- _TASK TO COMPLETE_:
In the floppy disk primer, which company introduced the 5.25" disk format?
— Begin PROVIDED PASSAGE —
A quick primer on floppy disks

I've always been fascinated by floppy disks from the crazy stories of Steve Wozniak designing the Disk II controller using a handful of logic chips and carefully-timed software to the amazing tricks to create - and break - copy protection recently popularised by 4am.

I'm going to be writing a few articles about data preservation and copy protection but first we need a short primer.

Media sizes

There were all sorts of attempts at creating sizes but these were the major players:

  • 8" - The grand-daddy of them all but not used on home PC's. They did look cool with the IMSAI 8080 in Wargames tho.
  • 5.25" - 1976 saw the 5.25" disk format appear from Shugart Associates soon to be adopted by the BBC Micro and IBM PC with 360KB being the usual capacity for double-sided disks.
— End PROVIDED PASSAGE —
— Begin PROVIDED RECORDS —
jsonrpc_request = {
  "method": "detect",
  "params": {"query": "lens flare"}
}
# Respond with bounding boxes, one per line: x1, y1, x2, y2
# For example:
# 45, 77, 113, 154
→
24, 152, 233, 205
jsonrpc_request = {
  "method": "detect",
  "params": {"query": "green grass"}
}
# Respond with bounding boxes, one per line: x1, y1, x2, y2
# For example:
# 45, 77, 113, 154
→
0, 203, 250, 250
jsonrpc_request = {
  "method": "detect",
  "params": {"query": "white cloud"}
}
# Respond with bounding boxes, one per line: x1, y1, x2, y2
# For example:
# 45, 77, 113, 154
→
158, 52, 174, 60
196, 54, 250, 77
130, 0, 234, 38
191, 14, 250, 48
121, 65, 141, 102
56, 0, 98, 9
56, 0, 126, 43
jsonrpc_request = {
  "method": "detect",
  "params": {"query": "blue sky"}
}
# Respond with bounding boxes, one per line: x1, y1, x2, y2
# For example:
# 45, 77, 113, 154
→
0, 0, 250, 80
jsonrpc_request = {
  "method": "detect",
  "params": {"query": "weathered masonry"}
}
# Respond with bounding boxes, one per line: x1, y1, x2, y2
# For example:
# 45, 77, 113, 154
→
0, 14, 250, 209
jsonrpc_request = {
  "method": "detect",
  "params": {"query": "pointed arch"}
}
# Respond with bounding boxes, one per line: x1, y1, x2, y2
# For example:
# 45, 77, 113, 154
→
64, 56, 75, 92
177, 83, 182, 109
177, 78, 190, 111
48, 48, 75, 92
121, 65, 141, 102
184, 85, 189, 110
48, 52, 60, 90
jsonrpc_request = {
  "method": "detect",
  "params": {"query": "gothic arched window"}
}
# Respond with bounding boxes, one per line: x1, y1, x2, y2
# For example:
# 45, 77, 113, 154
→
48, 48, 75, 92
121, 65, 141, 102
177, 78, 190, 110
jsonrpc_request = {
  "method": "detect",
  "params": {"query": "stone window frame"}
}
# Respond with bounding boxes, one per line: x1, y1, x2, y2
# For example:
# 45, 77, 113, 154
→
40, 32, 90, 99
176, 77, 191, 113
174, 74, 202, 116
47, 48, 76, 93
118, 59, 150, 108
— End PROVIDED RECORDS —
- _SOLUTION TO THIS EXERCISE_:
Shugart Associates